_Required work_
Word for word, reproduce all of the entries shown below.

Source data

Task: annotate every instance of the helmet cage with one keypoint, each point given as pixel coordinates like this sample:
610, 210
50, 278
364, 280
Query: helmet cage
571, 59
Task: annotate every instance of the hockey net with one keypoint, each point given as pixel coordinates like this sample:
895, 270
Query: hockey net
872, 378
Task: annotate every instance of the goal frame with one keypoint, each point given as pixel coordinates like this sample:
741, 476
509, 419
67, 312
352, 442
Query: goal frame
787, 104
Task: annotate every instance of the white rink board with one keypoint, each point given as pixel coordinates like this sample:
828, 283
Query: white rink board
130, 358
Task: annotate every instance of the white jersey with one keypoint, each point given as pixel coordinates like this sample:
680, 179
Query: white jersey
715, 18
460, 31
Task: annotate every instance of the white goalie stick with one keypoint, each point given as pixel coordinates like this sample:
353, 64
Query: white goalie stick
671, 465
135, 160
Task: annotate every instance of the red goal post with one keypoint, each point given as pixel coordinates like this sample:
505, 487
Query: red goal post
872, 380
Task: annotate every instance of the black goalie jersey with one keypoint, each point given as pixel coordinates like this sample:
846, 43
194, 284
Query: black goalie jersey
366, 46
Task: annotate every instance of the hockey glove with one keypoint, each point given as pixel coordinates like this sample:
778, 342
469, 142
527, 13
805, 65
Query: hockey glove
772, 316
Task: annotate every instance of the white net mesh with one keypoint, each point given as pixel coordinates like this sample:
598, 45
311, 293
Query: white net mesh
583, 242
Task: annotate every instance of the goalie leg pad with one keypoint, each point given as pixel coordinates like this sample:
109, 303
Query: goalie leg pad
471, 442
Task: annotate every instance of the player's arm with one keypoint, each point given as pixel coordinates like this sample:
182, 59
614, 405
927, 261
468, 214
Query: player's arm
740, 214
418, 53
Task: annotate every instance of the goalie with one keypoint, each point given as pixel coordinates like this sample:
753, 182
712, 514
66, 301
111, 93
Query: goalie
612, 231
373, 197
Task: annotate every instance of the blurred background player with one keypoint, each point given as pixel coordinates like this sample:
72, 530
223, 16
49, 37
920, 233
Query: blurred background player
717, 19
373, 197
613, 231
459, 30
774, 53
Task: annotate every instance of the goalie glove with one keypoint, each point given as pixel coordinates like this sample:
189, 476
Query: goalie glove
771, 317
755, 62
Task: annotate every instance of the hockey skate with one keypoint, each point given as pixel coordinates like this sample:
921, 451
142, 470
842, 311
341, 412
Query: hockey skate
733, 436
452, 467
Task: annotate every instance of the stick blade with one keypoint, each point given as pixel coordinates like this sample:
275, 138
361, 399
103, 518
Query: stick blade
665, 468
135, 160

_Expected answer_
Task: annotate every instance of the helmet cage with one keypoint, each point given as pixel coordinates like this sample:
610, 210
50, 278
364, 280
Query: helmet cage
571, 59
Task: annotate every instance of the hockey net with one keypoint, each point given as pixel coordinates like this sample:
895, 270
Query: hockey net
872, 378
Task: annotate every instance of the goal frame with one keypoint, each point given as pixel coordinates like this sample:
741, 476
509, 419
67, 312
352, 442
Query: goal frame
787, 104
Task: annotate every instance of the white rink board with one keypoint, each point given as pixel coordinates like this sample:
828, 283
Query: white rink board
130, 358
Task: annotate every instance of the white jersey with one keypoint, each point given as pixel coordinates like this sample:
680, 179
Query: white jersey
715, 18
460, 31
Task: annotate every instance of the white goalie stick with one keypoint, each point given as pixel coordinates like this sample:
353, 64
Query: white goalie stick
671, 465
135, 160
Task: annotate every instance of the red goal post with one keypoint, each point given as pixel coordinates like this sample:
505, 487
Query: red goal post
872, 380
Task: annotate every instance of the black goalie jersey with one keypoint, each point given as pixel coordinates like this sample:
846, 43
194, 284
Query: black goalie jersey
366, 46
Task: annotate every instance of the hockey glove with one keypoint, each point given as pixel coordinates like this sample:
778, 342
469, 142
527, 13
805, 65
Query: hockey glove
772, 316
Task: annotate every instance of the white net mesh with one keypoint, each point given as pixel coordinates like this sample:
598, 45
311, 293
Query: white net mesh
583, 242
Task: annotate every instance of the goalie leg pad with one keypoint, each point given as pixel coordinates like this sample:
109, 303
Query: goalie leg pad
471, 442
Task: annotate every instance of the player's arm with one keypoint, each point given as pixel coordinates like this sample:
182, 59
614, 405
927, 261
468, 214
Query: player's arm
740, 214
418, 53
Task: annotate every instance of the goalie with one keypoint, each point given as pixel coordinates like this sample:
753, 182
712, 514
66, 301
111, 93
Query: goalie
612, 231
373, 197
Task: annotate every instance of the blurred background player with one keypoint, each point given as pixel coordinates like this sample:
72, 530
223, 16
49, 37
920, 233
Query: blurred background player
717, 19
373, 197
613, 231
459, 30
774, 53
Task: annotate every instance of the goalie glove with one keypoint, each point given as pixel coordinates like this sample:
189, 476
Query: goalie glove
771, 317
755, 62
Task: annotate every instance of the hockey skate with one keypoint, each point given as pixel coordinates like this sample:
921, 451
142, 470
842, 311
341, 412
Query: hockey skate
733, 436
452, 467
Task: annotate every instance of the stick blade with one keypoint, each point given as pixel coordinates like this sample:
275, 138
361, 399
103, 518
Query: stick blade
665, 468
135, 160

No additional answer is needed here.